[Natural language region descriptions]
BEGIN

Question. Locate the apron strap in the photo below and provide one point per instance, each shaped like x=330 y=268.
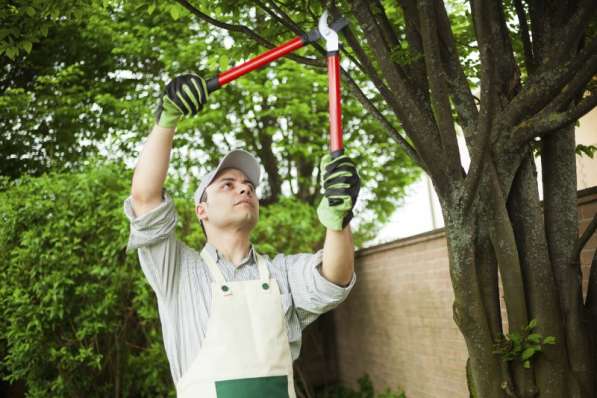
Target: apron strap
x=219 y=277
x=213 y=268
x=262 y=267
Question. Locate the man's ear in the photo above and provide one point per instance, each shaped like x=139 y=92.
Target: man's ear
x=201 y=211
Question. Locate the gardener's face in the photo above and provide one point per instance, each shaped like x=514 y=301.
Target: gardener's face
x=231 y=202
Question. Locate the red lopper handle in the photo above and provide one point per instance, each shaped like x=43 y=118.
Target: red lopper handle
x=335 y=105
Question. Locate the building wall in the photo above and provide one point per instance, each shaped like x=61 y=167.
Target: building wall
x=397 y=323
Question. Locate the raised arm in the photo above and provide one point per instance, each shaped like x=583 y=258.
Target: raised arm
x=341 y=185
x=184 y=95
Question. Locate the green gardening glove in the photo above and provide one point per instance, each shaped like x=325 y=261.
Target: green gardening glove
x=341 y=184
x=184 y=95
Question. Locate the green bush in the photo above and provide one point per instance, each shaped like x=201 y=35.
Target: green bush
x=77 y=317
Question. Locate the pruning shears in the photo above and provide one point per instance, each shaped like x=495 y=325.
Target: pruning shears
x=323 y=30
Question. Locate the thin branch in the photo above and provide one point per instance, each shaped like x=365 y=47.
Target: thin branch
x=413 y=37
x=525 y=37
x=464 y=101
x=591 y=300
x=587 y=234
x=486 y=113
x=480 y=148
x=437 y=83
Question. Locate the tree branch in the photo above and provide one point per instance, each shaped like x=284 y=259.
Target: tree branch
x=573 y=29
x=591 y=300
x=437 y=84
x=394 y=134
x=463 y=99
x=546 y=83
x=544 y=122
x=248 y=32
x=413 y=37
x=587 y=234
x=368 y=69
x=524 y=36
x=486 y=113
x=413 y=113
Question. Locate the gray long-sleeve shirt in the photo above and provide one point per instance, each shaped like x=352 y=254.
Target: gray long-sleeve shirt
x=181 y=281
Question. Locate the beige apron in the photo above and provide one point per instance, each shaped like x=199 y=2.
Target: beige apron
x=245 y=353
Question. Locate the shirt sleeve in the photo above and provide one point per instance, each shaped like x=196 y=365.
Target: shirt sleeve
x=153 y=235
x=312 y=293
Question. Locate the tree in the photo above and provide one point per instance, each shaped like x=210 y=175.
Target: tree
x=107 y=66
x=534 y=63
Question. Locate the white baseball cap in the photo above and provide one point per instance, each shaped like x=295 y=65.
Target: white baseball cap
x=237 y=159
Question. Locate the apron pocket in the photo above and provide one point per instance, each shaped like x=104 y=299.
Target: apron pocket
x=257 y=387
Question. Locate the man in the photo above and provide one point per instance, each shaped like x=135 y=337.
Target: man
x=231 y=318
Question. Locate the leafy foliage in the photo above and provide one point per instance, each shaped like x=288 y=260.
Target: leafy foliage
x=77 y=317
x=523 y=345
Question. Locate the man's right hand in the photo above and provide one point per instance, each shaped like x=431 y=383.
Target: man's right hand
x=185 y=95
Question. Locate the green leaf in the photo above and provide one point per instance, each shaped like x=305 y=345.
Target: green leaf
x=224 y=62
x=30 y=11
x=26 y=45
x=12 y=52
x=175 y=12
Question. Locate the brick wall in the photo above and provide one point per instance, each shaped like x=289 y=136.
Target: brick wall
x=397 y=323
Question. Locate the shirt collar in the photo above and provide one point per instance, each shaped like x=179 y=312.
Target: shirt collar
x=215 y=253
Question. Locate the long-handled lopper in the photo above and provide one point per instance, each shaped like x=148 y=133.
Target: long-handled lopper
x=323 y=30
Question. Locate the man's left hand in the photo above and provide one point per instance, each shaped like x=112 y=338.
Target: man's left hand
x=341 y=184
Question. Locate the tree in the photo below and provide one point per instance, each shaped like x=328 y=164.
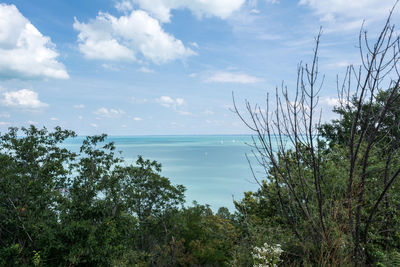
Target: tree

END

Work to be completed
Count the lines in the records above that contain the word "below", and give only that number.

Answer
2